WORK TO COMPLETE: Each line of the data that includes the string "wine" is to be copied out.

RECORDS FOR THIS EXERCISE:
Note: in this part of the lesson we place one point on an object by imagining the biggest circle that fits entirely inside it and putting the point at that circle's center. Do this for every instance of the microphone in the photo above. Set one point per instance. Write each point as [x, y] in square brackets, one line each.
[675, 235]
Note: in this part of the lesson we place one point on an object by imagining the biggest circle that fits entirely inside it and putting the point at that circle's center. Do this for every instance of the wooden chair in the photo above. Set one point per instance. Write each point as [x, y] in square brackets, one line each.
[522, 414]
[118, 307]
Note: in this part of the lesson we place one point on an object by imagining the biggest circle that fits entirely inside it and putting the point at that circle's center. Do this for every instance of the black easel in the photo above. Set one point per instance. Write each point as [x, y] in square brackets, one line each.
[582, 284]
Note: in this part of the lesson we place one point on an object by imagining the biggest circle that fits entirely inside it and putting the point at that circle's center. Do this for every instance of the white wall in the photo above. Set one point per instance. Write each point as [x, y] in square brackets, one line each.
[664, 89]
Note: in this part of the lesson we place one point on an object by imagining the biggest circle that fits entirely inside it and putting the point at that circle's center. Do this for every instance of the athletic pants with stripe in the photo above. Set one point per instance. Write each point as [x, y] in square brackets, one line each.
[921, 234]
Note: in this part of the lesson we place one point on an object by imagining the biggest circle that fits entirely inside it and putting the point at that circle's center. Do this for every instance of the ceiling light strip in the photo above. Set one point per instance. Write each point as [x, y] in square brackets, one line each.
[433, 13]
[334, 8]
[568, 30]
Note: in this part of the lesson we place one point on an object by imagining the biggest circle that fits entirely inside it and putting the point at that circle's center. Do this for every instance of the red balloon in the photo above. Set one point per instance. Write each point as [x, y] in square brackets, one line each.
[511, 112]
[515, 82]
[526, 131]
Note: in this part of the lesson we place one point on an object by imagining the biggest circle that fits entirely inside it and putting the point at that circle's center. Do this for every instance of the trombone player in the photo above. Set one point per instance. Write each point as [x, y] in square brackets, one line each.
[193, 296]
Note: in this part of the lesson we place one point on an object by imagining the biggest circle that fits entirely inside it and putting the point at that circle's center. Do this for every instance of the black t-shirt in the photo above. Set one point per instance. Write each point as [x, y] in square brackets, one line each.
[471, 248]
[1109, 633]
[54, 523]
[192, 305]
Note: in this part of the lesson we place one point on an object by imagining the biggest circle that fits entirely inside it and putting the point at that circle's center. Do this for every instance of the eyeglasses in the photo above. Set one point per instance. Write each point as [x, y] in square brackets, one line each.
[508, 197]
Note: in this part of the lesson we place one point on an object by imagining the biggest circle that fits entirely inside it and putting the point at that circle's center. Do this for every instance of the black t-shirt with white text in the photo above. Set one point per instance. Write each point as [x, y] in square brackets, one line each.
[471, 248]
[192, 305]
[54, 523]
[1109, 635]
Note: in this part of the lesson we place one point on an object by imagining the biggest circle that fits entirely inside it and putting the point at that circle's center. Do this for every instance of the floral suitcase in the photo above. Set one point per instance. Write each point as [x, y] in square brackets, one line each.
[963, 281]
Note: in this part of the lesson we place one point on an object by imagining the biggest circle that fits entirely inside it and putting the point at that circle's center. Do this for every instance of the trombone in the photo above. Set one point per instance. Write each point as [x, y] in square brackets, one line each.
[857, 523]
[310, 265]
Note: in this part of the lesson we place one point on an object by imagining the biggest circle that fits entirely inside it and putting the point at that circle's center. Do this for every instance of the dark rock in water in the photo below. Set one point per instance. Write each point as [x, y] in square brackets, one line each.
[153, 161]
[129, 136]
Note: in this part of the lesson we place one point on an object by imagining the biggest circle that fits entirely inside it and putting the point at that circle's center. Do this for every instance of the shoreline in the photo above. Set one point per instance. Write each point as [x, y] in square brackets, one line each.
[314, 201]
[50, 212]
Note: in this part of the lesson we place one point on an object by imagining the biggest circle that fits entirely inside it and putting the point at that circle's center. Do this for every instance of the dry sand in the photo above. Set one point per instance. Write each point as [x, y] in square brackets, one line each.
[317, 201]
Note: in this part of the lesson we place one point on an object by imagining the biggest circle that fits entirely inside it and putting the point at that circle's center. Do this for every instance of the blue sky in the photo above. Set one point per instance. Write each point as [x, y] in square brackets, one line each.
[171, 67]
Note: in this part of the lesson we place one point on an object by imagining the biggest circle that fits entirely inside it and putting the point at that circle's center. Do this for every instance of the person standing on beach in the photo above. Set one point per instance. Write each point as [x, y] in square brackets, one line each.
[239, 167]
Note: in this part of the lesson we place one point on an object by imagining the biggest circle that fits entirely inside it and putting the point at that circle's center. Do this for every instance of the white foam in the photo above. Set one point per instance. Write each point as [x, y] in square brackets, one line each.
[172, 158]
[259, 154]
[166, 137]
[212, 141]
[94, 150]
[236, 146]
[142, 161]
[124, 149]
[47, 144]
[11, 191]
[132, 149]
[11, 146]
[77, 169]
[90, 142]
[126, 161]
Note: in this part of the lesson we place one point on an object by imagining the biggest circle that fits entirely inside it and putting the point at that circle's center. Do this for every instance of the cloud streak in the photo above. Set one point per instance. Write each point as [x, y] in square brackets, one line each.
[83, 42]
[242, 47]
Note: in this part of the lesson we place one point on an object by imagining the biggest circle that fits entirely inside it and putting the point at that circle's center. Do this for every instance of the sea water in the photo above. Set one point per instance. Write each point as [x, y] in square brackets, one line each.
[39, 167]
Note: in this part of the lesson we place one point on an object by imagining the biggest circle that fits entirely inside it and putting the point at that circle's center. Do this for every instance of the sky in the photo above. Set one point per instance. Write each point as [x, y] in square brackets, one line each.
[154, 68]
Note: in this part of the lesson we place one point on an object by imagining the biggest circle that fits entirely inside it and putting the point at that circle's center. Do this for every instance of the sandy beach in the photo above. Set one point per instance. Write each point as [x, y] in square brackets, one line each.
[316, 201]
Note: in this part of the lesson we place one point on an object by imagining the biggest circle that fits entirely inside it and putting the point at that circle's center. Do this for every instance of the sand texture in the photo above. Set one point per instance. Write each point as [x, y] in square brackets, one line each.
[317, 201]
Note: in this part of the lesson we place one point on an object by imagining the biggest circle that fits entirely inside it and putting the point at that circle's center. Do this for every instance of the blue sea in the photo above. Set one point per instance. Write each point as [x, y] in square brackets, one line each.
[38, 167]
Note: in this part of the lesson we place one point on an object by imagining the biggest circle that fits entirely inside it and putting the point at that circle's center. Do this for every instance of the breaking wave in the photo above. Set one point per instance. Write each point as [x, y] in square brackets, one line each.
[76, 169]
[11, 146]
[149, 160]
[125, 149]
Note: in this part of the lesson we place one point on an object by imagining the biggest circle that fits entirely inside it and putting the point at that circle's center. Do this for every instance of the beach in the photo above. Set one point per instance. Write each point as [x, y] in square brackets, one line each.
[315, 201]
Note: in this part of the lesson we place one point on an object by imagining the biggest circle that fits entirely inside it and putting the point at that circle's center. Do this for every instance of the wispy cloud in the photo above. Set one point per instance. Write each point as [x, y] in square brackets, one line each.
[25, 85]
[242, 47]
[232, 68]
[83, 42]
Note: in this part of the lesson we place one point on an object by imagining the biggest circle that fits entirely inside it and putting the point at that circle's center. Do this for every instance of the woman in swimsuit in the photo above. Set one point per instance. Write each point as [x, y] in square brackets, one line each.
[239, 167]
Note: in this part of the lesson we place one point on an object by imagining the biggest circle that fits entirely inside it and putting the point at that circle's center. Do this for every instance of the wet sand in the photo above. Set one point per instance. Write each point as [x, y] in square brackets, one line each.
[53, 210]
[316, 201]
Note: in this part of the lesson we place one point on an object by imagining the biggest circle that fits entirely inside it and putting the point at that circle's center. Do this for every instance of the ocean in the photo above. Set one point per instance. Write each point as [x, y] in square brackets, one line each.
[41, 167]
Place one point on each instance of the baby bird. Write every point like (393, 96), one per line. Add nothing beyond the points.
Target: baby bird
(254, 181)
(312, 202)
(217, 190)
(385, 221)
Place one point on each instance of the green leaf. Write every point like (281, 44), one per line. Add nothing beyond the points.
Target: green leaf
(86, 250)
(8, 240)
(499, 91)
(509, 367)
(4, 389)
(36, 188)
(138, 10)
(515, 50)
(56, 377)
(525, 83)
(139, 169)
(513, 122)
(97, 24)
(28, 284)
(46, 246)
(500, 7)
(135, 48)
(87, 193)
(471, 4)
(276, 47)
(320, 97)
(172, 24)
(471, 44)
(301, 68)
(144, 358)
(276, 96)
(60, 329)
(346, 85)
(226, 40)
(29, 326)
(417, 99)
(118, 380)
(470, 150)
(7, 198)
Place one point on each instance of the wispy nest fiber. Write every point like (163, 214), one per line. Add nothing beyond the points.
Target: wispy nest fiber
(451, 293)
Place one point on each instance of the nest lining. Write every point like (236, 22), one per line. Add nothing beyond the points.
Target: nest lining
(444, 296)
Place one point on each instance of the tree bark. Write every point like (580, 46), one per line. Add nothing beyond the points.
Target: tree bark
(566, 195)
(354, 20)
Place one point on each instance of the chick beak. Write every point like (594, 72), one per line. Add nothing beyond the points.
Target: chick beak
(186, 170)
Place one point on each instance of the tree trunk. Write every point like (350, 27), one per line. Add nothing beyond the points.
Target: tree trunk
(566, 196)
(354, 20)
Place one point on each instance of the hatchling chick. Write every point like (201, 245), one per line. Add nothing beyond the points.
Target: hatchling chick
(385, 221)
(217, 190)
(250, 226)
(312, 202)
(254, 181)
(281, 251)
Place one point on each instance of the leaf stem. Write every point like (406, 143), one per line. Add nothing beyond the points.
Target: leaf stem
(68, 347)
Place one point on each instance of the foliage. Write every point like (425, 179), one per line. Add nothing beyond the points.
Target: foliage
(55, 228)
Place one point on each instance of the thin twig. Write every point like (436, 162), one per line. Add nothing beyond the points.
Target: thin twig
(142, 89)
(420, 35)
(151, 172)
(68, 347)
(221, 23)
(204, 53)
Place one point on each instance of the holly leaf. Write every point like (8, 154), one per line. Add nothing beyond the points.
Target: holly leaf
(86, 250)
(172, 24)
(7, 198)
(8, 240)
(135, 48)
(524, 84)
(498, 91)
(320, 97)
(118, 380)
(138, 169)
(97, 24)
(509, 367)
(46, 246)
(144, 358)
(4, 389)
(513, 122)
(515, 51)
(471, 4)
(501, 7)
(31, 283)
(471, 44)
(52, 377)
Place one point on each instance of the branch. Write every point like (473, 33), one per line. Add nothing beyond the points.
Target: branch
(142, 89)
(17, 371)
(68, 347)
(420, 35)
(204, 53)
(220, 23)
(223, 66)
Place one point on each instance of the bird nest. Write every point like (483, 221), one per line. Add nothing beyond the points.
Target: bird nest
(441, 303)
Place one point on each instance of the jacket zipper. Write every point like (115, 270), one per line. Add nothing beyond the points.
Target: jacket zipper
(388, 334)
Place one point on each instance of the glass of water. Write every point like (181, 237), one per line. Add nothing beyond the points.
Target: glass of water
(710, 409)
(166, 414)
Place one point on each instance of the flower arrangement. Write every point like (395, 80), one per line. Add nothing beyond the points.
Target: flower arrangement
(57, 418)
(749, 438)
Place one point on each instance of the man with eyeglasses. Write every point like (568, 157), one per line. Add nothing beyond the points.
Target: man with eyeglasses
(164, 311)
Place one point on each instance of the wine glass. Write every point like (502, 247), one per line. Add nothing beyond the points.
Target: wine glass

ANSWER:
Place one point on each instance of the wine glass. Write every point like (502, 247), one per line. Add nothing beyond the points.
Target: wine glass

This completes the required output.